Page extract Block Start

He said conservation agriculture has three components: continuous zero tillage, permanent soil cover and crop rotation.
When combined, these practices produce environmental benefits such as improved water infiltration into the soil, which in turn mitigates the severity of flooding; increased levels of organic matter in the soil, which improves soil’s tolerance to drought; and stored carbon in the soil through use of cover crops, which can slow climate change.
Friedrich said the beauty of zero till is that the technology is available and still allows producers to farm intensively.
It is practised on six to seven percent of the world’s cropland and is still considered a minority movement, but in Brazil it has gone mainstream, increasing to 63 million acres in 2006 from 3.3 million acres in 1992.
Joao Carlos de Moraes Sa, a soil science professor at Ponta Grossa State University in Brazil, said Brazilian farmers use a rotation of soybeans and crops such as the forage grass brachiaria to keep the soil permanently covered.
“You have to choose one main crop to pay your bills, because a cover crop (won’t) pay the bills immediately.”

Page extract Block End
Entries supplied Block Start

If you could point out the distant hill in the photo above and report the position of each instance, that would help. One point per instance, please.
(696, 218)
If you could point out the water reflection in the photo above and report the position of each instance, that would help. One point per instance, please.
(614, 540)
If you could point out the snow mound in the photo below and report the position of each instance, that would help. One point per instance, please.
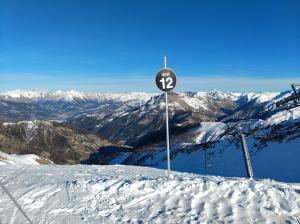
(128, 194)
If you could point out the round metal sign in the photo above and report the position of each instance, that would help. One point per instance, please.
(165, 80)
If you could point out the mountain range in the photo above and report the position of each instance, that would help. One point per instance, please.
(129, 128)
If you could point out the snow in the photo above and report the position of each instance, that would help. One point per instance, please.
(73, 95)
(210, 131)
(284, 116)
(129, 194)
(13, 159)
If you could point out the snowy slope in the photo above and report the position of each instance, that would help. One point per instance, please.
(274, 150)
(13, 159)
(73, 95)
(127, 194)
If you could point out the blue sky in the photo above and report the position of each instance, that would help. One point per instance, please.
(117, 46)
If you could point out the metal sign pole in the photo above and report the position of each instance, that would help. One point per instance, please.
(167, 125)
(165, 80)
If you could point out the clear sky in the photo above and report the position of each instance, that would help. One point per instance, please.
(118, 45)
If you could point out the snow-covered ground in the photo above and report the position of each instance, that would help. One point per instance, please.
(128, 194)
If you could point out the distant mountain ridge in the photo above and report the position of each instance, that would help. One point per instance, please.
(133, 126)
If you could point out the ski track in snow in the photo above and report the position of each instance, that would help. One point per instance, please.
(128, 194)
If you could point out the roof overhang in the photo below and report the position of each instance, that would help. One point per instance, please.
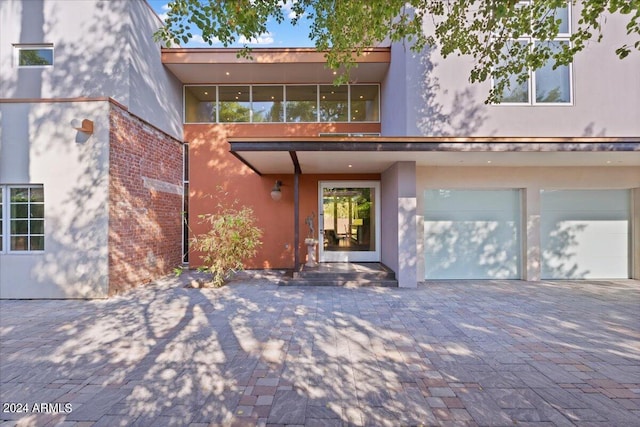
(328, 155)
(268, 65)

Entries supplied Block End

> **Tasks to complete**:
A. According to the conservation agriculture passage, what are the three components of conservation agriculture?
B. Carry on the conservation agriculture passage from where it stops.

> **Results for the exercise**:
A. Continuous zero tillage, permanent soil cover and crop rotation.

B.
The FAO estimates that conservation tillage is practised on 25 percent of cropland in the United States and 46 percent of Canadian cropland from Ontario to British Columbia.
To increase those numbers and win over the public, Friedrich said farmers need to sell the environmental benefits of conservation agriculture and alter the public’s perception of farming.
“Here (in North America), you are always with the bad guys. You are the ones that are polluting, you are the ones using GMOs and pesticides and everyone’s hitting on the farmer. (But) you can revert that image.”
He acknowledged that genetically modified crops have an important role in zero tillage, but said it can’t be the focal point of the public message.
“As long as you sell your story (saying) we can only do no-till if we use GMOs, you’ve lost already. You have to fine-tune your message and say we do this system because we get these benefits out of it.”